The problem »
Reproduce every one of the items below word for word, keeping each line as it is.

Point annotation records
'''

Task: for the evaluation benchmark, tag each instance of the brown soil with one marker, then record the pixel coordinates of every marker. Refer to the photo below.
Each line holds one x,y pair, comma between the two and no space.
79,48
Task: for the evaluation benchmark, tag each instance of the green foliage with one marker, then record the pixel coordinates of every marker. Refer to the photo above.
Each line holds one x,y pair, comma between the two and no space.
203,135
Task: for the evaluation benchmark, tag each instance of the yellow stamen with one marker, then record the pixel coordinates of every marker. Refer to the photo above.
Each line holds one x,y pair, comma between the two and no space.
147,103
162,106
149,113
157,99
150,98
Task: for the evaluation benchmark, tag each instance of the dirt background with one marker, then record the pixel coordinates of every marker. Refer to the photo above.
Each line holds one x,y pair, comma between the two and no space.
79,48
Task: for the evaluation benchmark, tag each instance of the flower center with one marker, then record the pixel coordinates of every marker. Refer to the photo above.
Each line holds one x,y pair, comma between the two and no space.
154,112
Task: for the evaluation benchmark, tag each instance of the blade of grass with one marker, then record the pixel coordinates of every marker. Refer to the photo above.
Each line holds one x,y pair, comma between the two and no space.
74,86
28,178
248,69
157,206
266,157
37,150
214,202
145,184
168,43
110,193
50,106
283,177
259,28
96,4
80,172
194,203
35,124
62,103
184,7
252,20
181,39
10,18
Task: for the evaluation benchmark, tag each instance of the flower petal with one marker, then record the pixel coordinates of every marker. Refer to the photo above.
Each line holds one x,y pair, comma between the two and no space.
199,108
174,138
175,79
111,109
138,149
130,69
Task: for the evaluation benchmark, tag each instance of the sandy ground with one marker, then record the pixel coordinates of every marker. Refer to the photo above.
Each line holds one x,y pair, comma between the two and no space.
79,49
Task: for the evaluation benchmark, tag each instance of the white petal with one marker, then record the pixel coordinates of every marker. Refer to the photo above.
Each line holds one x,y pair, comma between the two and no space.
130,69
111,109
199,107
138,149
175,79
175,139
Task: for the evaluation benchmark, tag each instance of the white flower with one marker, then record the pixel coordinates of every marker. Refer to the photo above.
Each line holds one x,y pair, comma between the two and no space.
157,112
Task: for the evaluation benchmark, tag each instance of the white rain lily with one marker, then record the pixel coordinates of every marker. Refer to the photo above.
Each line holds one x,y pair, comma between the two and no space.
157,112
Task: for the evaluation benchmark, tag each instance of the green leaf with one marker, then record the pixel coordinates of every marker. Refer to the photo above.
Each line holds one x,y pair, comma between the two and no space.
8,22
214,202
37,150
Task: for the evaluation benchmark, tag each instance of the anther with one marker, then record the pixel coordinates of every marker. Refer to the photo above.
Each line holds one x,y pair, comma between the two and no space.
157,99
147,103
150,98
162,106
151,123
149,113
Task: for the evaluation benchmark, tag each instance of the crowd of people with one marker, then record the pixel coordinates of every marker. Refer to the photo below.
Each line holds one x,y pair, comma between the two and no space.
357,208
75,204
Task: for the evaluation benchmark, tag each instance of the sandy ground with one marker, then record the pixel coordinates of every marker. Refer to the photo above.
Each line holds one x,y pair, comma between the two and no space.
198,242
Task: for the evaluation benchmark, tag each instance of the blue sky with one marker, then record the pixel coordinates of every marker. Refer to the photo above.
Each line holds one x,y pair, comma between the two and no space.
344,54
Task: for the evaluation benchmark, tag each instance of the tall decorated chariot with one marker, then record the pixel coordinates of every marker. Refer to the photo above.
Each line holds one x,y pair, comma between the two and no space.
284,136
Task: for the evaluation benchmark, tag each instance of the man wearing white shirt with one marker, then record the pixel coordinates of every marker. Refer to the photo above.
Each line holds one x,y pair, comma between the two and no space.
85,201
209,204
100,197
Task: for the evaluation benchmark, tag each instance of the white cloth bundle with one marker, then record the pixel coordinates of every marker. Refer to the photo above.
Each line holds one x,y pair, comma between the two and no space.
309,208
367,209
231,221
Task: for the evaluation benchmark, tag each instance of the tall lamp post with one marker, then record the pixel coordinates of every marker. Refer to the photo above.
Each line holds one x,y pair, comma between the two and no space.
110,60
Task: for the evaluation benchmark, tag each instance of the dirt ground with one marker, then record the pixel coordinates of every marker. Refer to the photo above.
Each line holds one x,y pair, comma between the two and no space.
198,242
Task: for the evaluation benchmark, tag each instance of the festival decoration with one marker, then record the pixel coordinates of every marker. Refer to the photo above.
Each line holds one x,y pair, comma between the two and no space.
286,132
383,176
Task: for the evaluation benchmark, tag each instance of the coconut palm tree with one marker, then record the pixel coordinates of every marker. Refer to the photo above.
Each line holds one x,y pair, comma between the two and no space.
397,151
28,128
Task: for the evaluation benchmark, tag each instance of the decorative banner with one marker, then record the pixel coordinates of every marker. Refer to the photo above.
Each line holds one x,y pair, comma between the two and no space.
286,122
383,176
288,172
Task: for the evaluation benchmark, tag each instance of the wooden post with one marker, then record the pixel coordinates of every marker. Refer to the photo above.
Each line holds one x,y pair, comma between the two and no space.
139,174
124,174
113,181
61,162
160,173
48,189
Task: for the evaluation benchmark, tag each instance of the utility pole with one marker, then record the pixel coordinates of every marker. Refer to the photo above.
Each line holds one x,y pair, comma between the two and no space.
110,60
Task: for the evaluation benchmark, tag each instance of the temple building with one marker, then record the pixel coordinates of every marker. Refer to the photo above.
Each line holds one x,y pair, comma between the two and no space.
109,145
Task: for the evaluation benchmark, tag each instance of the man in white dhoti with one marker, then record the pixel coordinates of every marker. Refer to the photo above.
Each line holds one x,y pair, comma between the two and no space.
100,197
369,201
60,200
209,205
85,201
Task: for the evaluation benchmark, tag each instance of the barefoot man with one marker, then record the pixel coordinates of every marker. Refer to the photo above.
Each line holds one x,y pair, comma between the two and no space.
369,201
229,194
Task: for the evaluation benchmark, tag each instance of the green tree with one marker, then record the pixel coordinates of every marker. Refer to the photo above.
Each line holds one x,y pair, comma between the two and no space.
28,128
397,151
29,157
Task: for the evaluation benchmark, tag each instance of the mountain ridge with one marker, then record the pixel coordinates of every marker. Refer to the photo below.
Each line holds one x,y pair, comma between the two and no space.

'''

Final answer »
Task: for the evaluation benchmark, tag each instance of the brown soil with one marker, then record the pixel coordinates of every marker. Refer to the photo below.
Each line holds one x,y pair, comma between the two and no space.
79,48
Task: for the evaluation benchmark, tag each instance of the green foliage with one marker, then record the pixel coordinates of every marker. Refer to the photo above.
Each line holds one x,y pair, comma between the two and no space.
203,135
Task: for the evaluation benchmark, tag each instance of the yellow stamen with one marker, then record the pixel coordinates of every marker. Refer to the photo above.
Each line holds one x,y pair, comma between the two and no space.
147,103
162,106
149,113
157,99
150,98
Task: for the evaluation benchmark, tag each instance of the dirt background with one marker, then record the pixel coordinates of every marker. Refer to the photo above.
Each line holds one x,y pair, comma between the two and no space.
79,48
Task: for the evaluation benchmark, tag each instance of the flower center with one marker, then record the pixel coordinates of every marker. Refer to the photo above.
Each line holds one x,y pair, comma between the two and no space.
154,112
Task: for the evaluation benchmark, tag each instance of the blade of grass with one marker, then record the pixel coordinates of every marker. Refer to the photo above.
Each line holds one x,y pair, comma between the two and no space.
74,86
28,178
248,69
157,206
266,157
37,150
214,202
145,184
168,43
110,193
50,106
283,177
259,28
96,4
80,172
194,203
35,124
62,103
184,7
252,20
181,39
10,18
Task: for the evaluation benchmark, tag each instance of the flower petal with one marker, then record the pixel coordinates of every marker. Refer to the photo above.
Each line holds one x,y pair, comma between the two and no space.
199,108
174,138
175,79
111,109
138,149
130,69
Task: for the evaluation benchmark, tag each instance of the sandy ground with one marker, then record the pixel coordinates of every marker. Refer to the photo above.
Each line holds one x,y pair, comma between the two and no space.
79,49
Task: for the evaluation benchmark, tag each instance of the white petal with one marker, then record the pixel coordinates of every marker. Refer to the photo above.
Each line holds one x,y pair, comma between the two and no space.
130,69
111,109
199,107
138,149
175,79
175,139
Task: for the evaluation benchmark, tag each instance of the white flower with one marker, then record the pixel coordinates of every marker. Refer to the photo above.
Each line holds one x,y pair, comma between the two and no space.
157,112
Task: for the evaluation benchmark, tag each instance of the white rain lily with one marker, then record the pixel coordinates of every marker. Refer to the photo above.
Each line holds one x,y pair, comma between the two and no space.
157,112
Task: for the evaluation benchmark, tag each instance of the green leaf with one marker, then record the pixel coordinates of every marker. Refer to the photo above.
Each line holds one x,y pair, comma between the two and no space.
8,22
214,202
37,150
Task: for the evaluation benchmark, tag each instance of the anther with one marker, then record the pixel coordinates of every marker. Refer to the photo above.
Each line holds one x,y pair, comma between the two and no space.
157,99
147,103
150,98
162,106
151,123
149,113
Task: for the evaluation benchmark, tag each instance of the crowd of people with one marker, then record the pixel coordinates of every marker. Refer to the photo below.
Each line holds one x,y pair, comma between the two and no space.
357,208
75,204
Task: for the evaluation benchmark, tag each instance of the sandy ground with one marker, then record the pixel coordinates of every marker. Refer to the photo above.
Each line holds one x,y pair, comma between the two and no space.
198,242
Task: for the evaluation benchmark, tag each instance of the blue sky with one marker, then record the pixel coordinates of every marker. Refer to the photo above.
Each line holds one x,y pair, comma between the two and no space.
344,54
Task: for the evaluation benchmark, tag each instance of the tall decorated chariot with one marker, then record the pixel coordinates of every marker. Refer to the photo above.
Each line holds one x,y pair, comma between the two and no space.
284,136
Task: for the evaluation benchmark, tag each instance of the man wearing white shirt with one marker, then record the pixel coordinates of every marker. Refer to the photo above.
Each line holds one x,y pair, comma between the two and no space.
85,201
209,204
100,197
Task: for the evaluation benchmark, tag each instance of the white cloth bundle with one marker, then record the pixel coordinates of every marker. Refer to the photo above.
Each line holds one x,y pair, comma between the two and no space.
309,208
367,209
231,221
Task: for the evaluation benchmark, tag each instance of the tall lamp post with one marker, then record the pixel coordinates of every marker. Refer to the photo above.
Each line holds one x,y pair, comma between the two and no space.
110,60
Task: for the evaluation benchmark, tag each instance of the dirt ground with one marker, then record the pixel coordinates of every marker. Refer to the photo above.
Each line holds one x,y pair, comma between the two and no space.
198,242
Task: for the evaluation benchmark, tag each instance of the festival decoration with one marker, then record the pixel coordinates of every marker. Refer to the photo above.
Each line holds one x,y pair, comma between the two and no space.
286,132
383,176
Task: for the evaluation benchmark, tag each instance of the coconut palm tree with one marker, then record the pixel coordinates of every marker. Refer to the photo above.
Each line holds one x,y pair, comma between the two and no space.
397,151
28,128
Task: for the evaluation benchmark, tag each instance of the decorative banner with one marker, then record the pixel coordinates of every marker. Refer to the photo above.
Each line holds one x,y pair, comma between the two and no space.
286,122
383,176
288,172
Task: for the evaluation benchmark, tag each instance of the wooden post with one marker, then record the pixel coordinates of every marker. Refer to the photo above.
Each line holds one x,y pair, comma between the two and no space.
139,174
124,174
113,181
61,162
160,173
48,189
Task: for the evaluation benchmark, tag each instance of the utility pole with one marker, then record the pixel coordinates of every marker. Refer to the photo above.
Each line holds one x,y pair, comma between the two and no space.
110,60
Task: for the evaluation benchmark, tag each instance of the temple building with one marker, then record the pixel coordinates of every marker. Refer to the photo above.
Each line holds one x,y pair, comma between the two and no space.
109,145
Task: for the evaluation benchmark, tag each instance of the man in white dhoti with one marker, then record the pixel coordinates of every marker. Refer to the photo above.
Each line holds one x,y pair, comma between the two and no space.
100,197
369,201
60,200
209,205
85,201
Task: for the evaluation benchmark, tag each instance of the barefoot man with one marker, then record the pixel coordinates of every marker. Refer to the photo above.
Each line holds one x,y pair, comma between the two and no space.
369,201
229,194
Task: for the evaluation benchmark, tag each instance of the green tree with one marker, then record the pixel coordinates of every marker. Refer to the photo above.
Each line holds one x,y pair, comma between the two and no space.
28,128
397,151
29,157
Task: for the evaluation benchmark, tag each instance of the mountain ridge with one marker, then record the pixel coordinates of every marker. Refer to the photo below.
Each line holds one x,y pair, comma between the two and no space.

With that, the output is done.